### To do
Rewrite all of the rows below as a numbered list, dropping any blank lines.

** start **

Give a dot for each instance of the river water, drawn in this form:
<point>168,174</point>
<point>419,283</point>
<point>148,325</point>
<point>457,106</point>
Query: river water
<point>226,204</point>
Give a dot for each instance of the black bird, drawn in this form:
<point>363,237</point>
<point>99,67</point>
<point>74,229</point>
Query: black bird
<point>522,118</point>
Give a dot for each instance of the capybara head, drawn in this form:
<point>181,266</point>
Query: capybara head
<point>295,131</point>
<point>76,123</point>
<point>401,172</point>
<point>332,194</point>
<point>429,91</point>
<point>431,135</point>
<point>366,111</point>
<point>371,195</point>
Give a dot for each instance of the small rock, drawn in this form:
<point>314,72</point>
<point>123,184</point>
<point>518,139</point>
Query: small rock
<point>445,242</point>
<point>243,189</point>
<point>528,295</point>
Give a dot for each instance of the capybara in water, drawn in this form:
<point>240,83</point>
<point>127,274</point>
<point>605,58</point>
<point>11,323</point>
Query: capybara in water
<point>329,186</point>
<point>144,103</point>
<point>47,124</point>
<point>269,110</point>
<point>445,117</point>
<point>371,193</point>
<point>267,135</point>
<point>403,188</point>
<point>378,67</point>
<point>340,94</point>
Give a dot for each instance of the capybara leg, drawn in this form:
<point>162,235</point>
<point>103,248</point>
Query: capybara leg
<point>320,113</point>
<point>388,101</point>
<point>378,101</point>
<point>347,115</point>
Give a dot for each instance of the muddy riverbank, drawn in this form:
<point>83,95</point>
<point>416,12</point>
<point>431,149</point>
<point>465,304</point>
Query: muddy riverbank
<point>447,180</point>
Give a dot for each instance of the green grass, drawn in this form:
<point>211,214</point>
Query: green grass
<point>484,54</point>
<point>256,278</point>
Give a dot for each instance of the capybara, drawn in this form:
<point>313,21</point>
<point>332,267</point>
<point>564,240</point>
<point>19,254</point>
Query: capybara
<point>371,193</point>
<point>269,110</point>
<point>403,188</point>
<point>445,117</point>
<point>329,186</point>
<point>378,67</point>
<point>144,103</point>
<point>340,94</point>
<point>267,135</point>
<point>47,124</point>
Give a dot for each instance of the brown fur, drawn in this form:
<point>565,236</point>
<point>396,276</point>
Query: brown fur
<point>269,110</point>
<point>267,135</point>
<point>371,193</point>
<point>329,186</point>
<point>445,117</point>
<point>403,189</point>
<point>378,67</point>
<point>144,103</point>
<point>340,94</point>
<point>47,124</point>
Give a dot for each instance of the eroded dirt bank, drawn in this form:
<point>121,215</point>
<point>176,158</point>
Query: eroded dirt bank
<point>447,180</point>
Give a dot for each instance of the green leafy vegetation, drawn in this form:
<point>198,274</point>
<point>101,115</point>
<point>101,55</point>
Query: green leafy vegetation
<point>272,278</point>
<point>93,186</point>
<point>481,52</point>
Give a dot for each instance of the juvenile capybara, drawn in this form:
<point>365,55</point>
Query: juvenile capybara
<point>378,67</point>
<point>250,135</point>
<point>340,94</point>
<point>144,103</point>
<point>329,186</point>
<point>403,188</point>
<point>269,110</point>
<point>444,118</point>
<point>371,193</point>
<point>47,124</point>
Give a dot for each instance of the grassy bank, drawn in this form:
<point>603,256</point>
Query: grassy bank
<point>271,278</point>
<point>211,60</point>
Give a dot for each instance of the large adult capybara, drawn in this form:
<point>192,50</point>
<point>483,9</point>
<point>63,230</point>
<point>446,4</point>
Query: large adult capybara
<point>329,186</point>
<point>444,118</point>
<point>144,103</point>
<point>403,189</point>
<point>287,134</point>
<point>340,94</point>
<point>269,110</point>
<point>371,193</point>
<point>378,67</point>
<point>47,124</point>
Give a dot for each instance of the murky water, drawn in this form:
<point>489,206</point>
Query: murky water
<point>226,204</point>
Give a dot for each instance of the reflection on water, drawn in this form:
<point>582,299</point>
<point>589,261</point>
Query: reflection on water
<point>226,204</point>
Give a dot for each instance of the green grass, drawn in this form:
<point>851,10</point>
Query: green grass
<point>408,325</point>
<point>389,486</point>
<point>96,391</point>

** end **

### Worked answer
1. Give a dot for each instance of the river water, drawn in this form:
2. <point>168,174</point>
3. <point>419,283</point>
4. <point>148,325</point>
5. <point>457,106</point>
6. Query: river water
7. <point>226,204</point>
8. Give a dot for each instance of the black bird, drawn in this form:
9. <point>363,237</point>
10. <point>99,67</point>
11. <point>74,229</point>
12. Query: black bird
13. <point>522,118</point>
14. Give a dot for each instance of the capybara head, drawn in this form:
15. <point>181,266</point>
16. Query: capybara head
17. <point>295,131</point>
18. <point>76,123</point>
19. <point>401,172</point>
20. <point>332,194</point>
21. <point>429,91</point>
22. <point>431,135</point>
23. <point>366,111</point>
24. <point>371,195</point>
25. Give a dot for each instance of the small rock, drawn in this form:
26. <point>314,72</point>
27. <point>123,184</point>
28. <point>518,139</point>
29. Query: small rock
30. <point>445,242</point>
31. <point>243,189</point>
32. <point>528,295</point>
33. Give a dot for each instance of the capybara in water, drawn in this form:
34. <point>240,83</point>
35. <point>127,274</point>
36. <point>605,58</point>
37. <point>11,323</point>
38. Query: capybara in water
39. <point>329,186</point>
40. <point>144,103</point>
41. <point>47,124</point>
42. <point>269,110</point>
43. <point>445,117</point>
44. <point>371,193</point>
45. <point>267,135</point>
46. <point>403,188</point>
47. <point>378,67</point>
48. <point>340,94</point>
49. Give a dot for each instance of the capybara leg, drawn in this form:
50. <point>162,235</point>
51. <point>103,248</point>
52. Query: capybara leg
53. <point>320,113</point>
54. <point>388,101</point>
55. <point>378,101</point>
56. <point>347,115</point>
57. Give a dot for each instance of the muddy riverbank, drawn in this form:
58. <point>83,95</point>
59. <point>416,12</point>
60. <point>431,149</point>
61. <point>465,304</point>
62. Query: muddy riverbank
63. <point>447,180</point>
64. Give a dot for each instance of the green grass, drawn in this form:
65. <point>211,214</point>
66. Query: green grass
67. <point>484,54</point>
68. <point>256,278</point>
69. Give a dot for each instance of the capybara, drawn in this form:
70. <point>313,21</point>
71. <point>332,267</point>
72. <point>564,240</point>
73. <point>19,254</point>
74. Query: capybara
75. <point>371,193</point>
76. <point>269,110</point>
77. <point>403,188</point>
78. <point>445,117</point>
79. <point>329,186</point>
80. <point>378,67</point>
81. <point>144,103</point>
82. <point>340,94</point>
83. <point>267,135</point>
84. <point>47,124</point>
85. Give a dot for each instance of the brown fur, drawn in this form:
86. <point>565,236</point>
87. <point>396,276</point>
88. Query: brown fur
89. <point>269,110</point>
90. <point>267,135</point>
91. <point>371,193</point>
92. <point>329,186</point>
93. <point>445,117</point>
94. <point>403,189</point>
95. <point>378,67</point>
96. <point>144,103</point>
97. <point>340,94</point>
98. <point>47,124</point>
99. Give a dot for each instance of the eroded dirt bank, drawn in this form:
100. <point>121,215</point>
101. <point>176,158</point>
102. Query: eroded dirt bank
103. <point>447,180</point>
104. Give a dot for each instance of the green leafy vegetation, drawn in this form:
105. <point>198,274</point>
106. <point>101,115</point>
107. <point>101,55</point>
108. Query: green leafy vegetation
109. <point>272,278</point>
110. <point>93,186</point>
111. <point>481,52</point>
112. Give a dot for each instance of the juvenile capybara, drawn in this form:
113. <point>365,55</point>
114. Query: juvenile capybara
115. <point>378,67</point>
116. <point>250,135</point>
117. <point>340,94</point>
118. <point>144,103</point>
119. <point>329,186</point>
120. <point>403,188</point>
121. <point>269,110</point>
122. <point>444,118</point>
123. <point>371,193</point>
124. <point>47,124</point>
125. Give a dot for each instance of the grassy bank, drawn in this form:
126. <point>603,256</point>
127. Query: grassy bank
128. <point>271,278</point>
129. <point>211,60</point>
130. Give a dot for each instance of the large adult capybara, drawn in this form:
131. <point>192,50</point>
132. <point>483,9</point>
133. <point>63,230</point>
134. <point>446,4</point>
135. Query: large adult capybara
136. <point>329,186</point>
137. <point>444,118</point>
138. <point>144,103</point>
139. <point>403,189</point>
140. <point>287,134</point>
141. <point>340,94</point>
142. <point>269,110</point>
143. <point>371,193</point>
144. <point>378,67</point>
145. <point>47,124</point>
146. Give a dot for each instance of the murky water, drawn in this form:
147. <point>489,206</point>
148. Query: murky water
149. <point>226,204</point>
150. Give a dot for each instance of the reflection on water, drawn in this form:
151. <point>582,299</point>
152. <point>589,261</point>
153. Query: reflection on water
154. <point>226,204</point>
155. Give a dot for each instance of the green grass, drawn in this form:
156. <point>851,10</point>
157. Query: green grass
158. <point>408,325</point>
159. <point>389,486</point>
160. <point>96,391</point>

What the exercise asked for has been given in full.